READING TEXT ::

In some states, transit agencies don’t have a choice when it comes to accreditation. In California, all transit construction must follow CalGreen, which is part of the state building code. In many ways, it’s similar to LEED but reviewed by local code officials instead of the United States Green Building Council.
Some California agencies go even further. At Sellen Sustainability, we’re helping a large Southern California transit agency evaluate whether its bus and rail maintenance bases can achieve LEED for Existing Buildings (LEED-EB) certification.
While LEED works for some agencies, it has limitations. For example, LEED sets out “minimum program requirements,” such as the building, must be occupied. If an agency is building an unmanned rail station, that can be a problem. Transit facilities are often large and multi-use, and don’t always fit with LEED guidelines for a project campus.
Another rating system has emerged for large projects. Envision, a joint collaboration between the Zofnass Program for Sustainable Infrastructure at Harvard University and the Institute for Sustainable Infrastructure, provides guidance and a rating system to improve sustainability of all types and sizes of infrastructure projects.
So far, there’s a lot of interest in Envision, but it’s new and no project has been fully certified.
Construction of the Denver International Airport rail station. Photo courtesy Denver RTD.
A third path for transit agencies is the tailor-made approach. Sellen Sustainability serves as a consultant to Eagle P3
, a $2.1 billion public-private commuter rail project for the Denver Regional Transportation District
and designed, built and operated by Denver Transit Partners.
Although we are not an independent third party, we work very closely with the Eagle P3’s design, construction and operations teams to set goals, devise policy, assist with data collection and provide timely feedback on sustainability performance. The consulting provides a custom dataset that informs decisions on efficient operations and long-term investments.

TASK LIST ::
**1.** List every green building code or rating system that the transit sustainability passage names.
**2.** Copy the transit sustainability passage word for word, from "While LEED works" up to and including "been fully certified.".
The listing has no connection to the transit sustainability passage.

DATASET EXCERPT ::
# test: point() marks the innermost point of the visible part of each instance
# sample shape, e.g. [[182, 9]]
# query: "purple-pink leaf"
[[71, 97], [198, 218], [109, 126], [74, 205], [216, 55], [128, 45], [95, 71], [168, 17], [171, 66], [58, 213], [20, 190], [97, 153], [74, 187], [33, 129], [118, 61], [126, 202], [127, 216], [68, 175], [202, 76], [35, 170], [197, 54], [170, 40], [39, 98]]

SOLUTIONS IN ORDER ::
**1.** CalGreen, LEED, LEED for Existing Buildings (LEED-EB), Envision

**2.**
While LEED works for some agencies, it has limitations. For example, LEED sets out “minimum program requirements,” such as the building, must be occupied. If an agency is building an unmanned rail station, that can be a problem. Transit facilities are often large and multi-use, and don’t always fit with LEED guidelines for a project campus.
Another rating system has emerged for large projects. Envision, a joint collaboration between the Zofnass Program for Sustainable Infrastructure at Harvard University and the Institute for Sustainable Infrastructure, provides guidance and a rating system to improve sustainability of all types and sizes of infrastructure projects.
So far, there’s a lot of interest in Envision, but it’s new and no project has been fully certified.